### Required task
Edit the records from the line with "Every instance of the thin" through the end of the records, replacing "gets one point" with "receives one point" and leaving everything else unchanged.

Start of Dataset content

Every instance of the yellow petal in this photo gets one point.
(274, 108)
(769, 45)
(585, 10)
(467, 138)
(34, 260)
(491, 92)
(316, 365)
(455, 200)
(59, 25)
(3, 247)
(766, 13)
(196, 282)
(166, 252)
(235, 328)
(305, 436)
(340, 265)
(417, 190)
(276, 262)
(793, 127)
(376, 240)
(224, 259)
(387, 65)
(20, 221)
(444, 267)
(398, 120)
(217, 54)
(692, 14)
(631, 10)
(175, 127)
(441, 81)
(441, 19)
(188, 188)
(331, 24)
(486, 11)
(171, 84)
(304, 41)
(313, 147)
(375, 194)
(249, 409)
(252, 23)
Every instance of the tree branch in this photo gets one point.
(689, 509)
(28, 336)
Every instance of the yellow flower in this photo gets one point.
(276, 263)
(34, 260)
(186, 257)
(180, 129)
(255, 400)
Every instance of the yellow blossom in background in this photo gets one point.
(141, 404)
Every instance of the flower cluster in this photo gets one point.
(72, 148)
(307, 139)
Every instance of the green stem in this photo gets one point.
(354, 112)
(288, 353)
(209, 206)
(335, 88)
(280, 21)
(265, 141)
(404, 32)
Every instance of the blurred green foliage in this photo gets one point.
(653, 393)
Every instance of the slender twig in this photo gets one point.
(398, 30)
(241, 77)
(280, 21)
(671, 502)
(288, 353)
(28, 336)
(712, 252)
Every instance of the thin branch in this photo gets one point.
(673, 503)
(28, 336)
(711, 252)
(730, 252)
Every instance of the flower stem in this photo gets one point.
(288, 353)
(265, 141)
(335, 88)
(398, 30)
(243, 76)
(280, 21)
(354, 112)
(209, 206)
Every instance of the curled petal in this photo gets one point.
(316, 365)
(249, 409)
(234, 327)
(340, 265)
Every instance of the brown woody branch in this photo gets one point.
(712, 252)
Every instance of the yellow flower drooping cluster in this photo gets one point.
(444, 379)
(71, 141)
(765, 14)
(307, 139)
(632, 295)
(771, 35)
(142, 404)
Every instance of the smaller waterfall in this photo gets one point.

End of Dataset content

### Solved problem
Every instance of the thin branch in this photo receives one point.
(673, 503)
(28, 336)
(711, 252)
(730, 252)
Every instance of the flower stem in this photo receives one point.
(288, 353)
(265, 141)
(335, 88)
(398, 30)
(243, 76)
(280, 21)
(354, 112)
(209, 206)
Every instance of the curled petal in this photo receives one point.
(316, 365)
(249, 409)
(234, 327)
(340, 265)
Every instance of the brown woody branch in this photo receives one point.
(712, 252)
Every instance of the yellow flower drooping cluster in this photo receives one point.
(444, 379)
(71, 141)
(765, 14)
(307, 139)
(632, 295)
(771, 35)
(142, 404)
Every instance of the smaller waterfall in this photo receives one point.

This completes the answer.